Excerpt provided =>
--------------------

Magnetic field at origin due to infinite wires and semicircular turn

• PhysicsRock
In summary, the conversation discusses the calculation of the magnetic field due to a left straight wire using Biot-Savart's law. The magnetic field is a superposition of the fields from the individual contributors, with the current flowing towards the origin at point P. The field vector pointing in the y direction is due to the angle between the x-axis and the "arm" sliding along the wire in the integration process. The field from this configuration is related to the field from two infinite wires and one circle, and can be decomposed into simpler circuits by considering a second instance of the configuration rotated 180 degrees.
PhysicsRock
Homework Statement
An infinite wire is bent to resemble a U. The U-part is a semicircle with radius ##R = 5.14 \, \text{cm}##. Calculate the magnetic field at point ##P##, which is the center of curvature of the semicircular part.
Relevant Equations
Biot-Savart law ##\vec{B}(\vec{r}) = \frac{\mu_0 I}{4 \pi} \int \frac{d\vec{s}^\prime \times (\vec{r} - \vec{r}^\prime)}{\vert \vec{r} - \vec{r}^\prime \vert^3}##.
Right now, I am trying to calculate the field due to the left straight wire. For clearance, I have oriented the contraption such that the straight wires go from ##z = 0## to ##z = \infty## and pass through ##x = \pm R##, i.e. the semicircle is below the ##x##-axis. The current starts at ##z = \infty## on the left wire and flows towards ##z = 0##. That makes the point ##P## the coordinate origin. Thus, Biot-Savart tells us that

$$\vec{B}(\vec{p}) = \vec{B}(0) = -\frac{\mu_0 I}{4 \pi} \int \frac{d\vec{s}^\prime \times \vec{r}^\prime}{(r^\prime)^3} = -\frac{\mu_0 I}{4 \pi} \int \frac{d\vec{s}^\prime \times \hat{r}^\prime}{(r^\prime)^2}$$

Since the vector product ##\cdot \times \cdot## is distributive, I can calculate the magnetic field of each individual contributor seperately. For the left wire (i.e the one passing through ##x=-R##), I use

$$d\vec{s}^\prime = dz \cdot \hat{z}$$

and

$$r^\prime = \sqrt{R^2 + z^2}, \hat{r}^\prime = \begin{pmatrix} -\cos(\alpha) \\ 0 \\ \sin(\alpha) \\ \end{pmatrix}.$$

Here, I introduced the angle ##\alpha## as the angle between the ##x##-axis and the "arm" that's sliding along the wire in the integration process. Then, the cross product is

$$d\vec{s}^\prime \times \hat{r}^\prime = dz \begin{pmatrix} 0 \\ 0 \\ 1 \\ \end{pmatrix} \times \begin{pmatrix} -\cos(\alpha) \\ 0 \\ \sin(\alpha) \\ \end{pmatrix} = dz \begin{pmatrix} 0 \\ -\cos(\alpha) \\ 0 \\ \end{pmatrix}$$

This is where I start wondering already. It doesn't seem right that the field vector is pointing in the ##y## direction, as by the right hand rule it should be a closed circle, parallel to the ##x##-##y##-plane. What did I do wrong here?

--------------------

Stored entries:
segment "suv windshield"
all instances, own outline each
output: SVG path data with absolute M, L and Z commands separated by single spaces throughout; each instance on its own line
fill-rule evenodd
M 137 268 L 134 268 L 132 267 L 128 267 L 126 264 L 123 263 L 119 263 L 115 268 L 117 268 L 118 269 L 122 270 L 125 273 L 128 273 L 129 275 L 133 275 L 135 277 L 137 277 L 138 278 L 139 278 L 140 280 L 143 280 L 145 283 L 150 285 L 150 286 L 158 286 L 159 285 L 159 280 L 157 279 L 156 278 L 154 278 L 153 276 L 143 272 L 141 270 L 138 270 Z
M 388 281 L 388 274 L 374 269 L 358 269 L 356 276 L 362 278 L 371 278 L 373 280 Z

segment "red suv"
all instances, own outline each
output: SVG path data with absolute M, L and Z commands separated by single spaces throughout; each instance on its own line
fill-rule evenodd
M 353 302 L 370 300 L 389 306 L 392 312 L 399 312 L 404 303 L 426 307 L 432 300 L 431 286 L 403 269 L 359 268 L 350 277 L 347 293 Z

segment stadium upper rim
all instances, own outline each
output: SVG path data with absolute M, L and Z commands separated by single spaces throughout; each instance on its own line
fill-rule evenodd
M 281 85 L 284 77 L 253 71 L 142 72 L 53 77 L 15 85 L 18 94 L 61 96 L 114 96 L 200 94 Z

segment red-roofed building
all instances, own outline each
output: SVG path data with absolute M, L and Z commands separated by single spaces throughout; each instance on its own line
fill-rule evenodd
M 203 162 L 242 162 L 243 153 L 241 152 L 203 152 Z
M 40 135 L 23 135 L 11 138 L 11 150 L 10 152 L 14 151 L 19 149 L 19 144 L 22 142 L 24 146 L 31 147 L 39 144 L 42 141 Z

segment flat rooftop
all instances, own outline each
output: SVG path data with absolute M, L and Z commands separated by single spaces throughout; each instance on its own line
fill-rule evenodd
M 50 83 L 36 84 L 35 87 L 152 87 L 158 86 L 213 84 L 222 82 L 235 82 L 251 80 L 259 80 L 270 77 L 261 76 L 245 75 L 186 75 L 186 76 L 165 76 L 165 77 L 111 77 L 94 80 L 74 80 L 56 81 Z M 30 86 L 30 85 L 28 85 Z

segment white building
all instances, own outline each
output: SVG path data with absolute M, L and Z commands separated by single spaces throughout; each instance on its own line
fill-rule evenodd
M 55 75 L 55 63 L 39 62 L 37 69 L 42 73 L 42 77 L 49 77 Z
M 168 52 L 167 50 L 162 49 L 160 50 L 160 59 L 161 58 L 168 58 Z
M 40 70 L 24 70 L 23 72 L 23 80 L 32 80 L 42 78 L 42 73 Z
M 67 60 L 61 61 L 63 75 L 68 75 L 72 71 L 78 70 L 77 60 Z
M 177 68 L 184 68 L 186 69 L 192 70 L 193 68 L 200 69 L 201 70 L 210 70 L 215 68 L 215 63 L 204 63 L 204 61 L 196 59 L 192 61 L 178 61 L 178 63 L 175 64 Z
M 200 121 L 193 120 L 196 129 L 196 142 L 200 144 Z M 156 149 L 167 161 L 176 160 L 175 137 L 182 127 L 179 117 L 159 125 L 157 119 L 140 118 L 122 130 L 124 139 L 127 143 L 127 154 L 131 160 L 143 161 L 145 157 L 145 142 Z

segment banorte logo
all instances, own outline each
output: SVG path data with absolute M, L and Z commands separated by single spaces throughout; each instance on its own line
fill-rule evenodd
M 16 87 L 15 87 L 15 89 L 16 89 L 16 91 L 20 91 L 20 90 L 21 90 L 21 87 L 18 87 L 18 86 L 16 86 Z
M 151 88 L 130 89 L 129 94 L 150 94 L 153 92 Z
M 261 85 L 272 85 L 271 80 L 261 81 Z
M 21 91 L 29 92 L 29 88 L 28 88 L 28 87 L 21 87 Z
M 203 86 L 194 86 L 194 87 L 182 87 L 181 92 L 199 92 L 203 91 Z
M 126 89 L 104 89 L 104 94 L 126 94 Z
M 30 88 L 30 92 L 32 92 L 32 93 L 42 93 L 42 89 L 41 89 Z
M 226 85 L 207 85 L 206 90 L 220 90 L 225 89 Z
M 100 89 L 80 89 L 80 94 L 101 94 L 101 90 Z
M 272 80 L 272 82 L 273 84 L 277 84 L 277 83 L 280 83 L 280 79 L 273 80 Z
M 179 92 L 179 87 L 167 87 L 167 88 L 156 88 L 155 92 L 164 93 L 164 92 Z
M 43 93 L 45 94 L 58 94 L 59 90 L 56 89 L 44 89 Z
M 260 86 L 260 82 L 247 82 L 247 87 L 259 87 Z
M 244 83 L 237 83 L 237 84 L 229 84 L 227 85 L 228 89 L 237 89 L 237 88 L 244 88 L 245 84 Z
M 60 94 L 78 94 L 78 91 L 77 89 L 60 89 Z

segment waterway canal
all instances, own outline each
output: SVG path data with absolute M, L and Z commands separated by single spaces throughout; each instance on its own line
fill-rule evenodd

--------------------

Problem details => Could you carry on the forum thread about the magnetic field at the center of a U-shaped wire, picking up right after its final sentence?

Output of the exercise =>
Use some imagination....
How is the field from your configuration related to the field from two infinite wires plus one circle?

##\ ##

BvU said:
Use some imagination....
How is the field from your configuration related to the field from two infinite wires plus one circle?

##\ ##
As mentioned above, it should be a superposition of the three individual fields, due to ##\vec{a} \times (\vec{b} + \vec{c} + \vec{d}) = \vec{a} \times \vec{b} + \vec{a} \times \vec{c} + \vec{a} \times \vec{d}##. What I derived above only applies to the leftmost wire. Correct me if I'm wrong, but typically the magnetic field of a wire consists of circular lines around the wire. That doesn't add up with the field vector pointing in the ##y##-direction here though.

PhysicsRock said:
It doesn't seem right that the field vector is pointing in the y direction, as by the right hand rule it should be a closed circle, parallel to the x-y-plane.
A circle in the xy plane has a tangent in the y direction at two points. Does one of those happen to be point P?

As @BvU hints, there is a much easier way. If there were a second instance of the U, same plane, rotated 180 degrees, would it exert the same field at P? Is there a way to decompose the sum of those two Us into two much simpler circuits?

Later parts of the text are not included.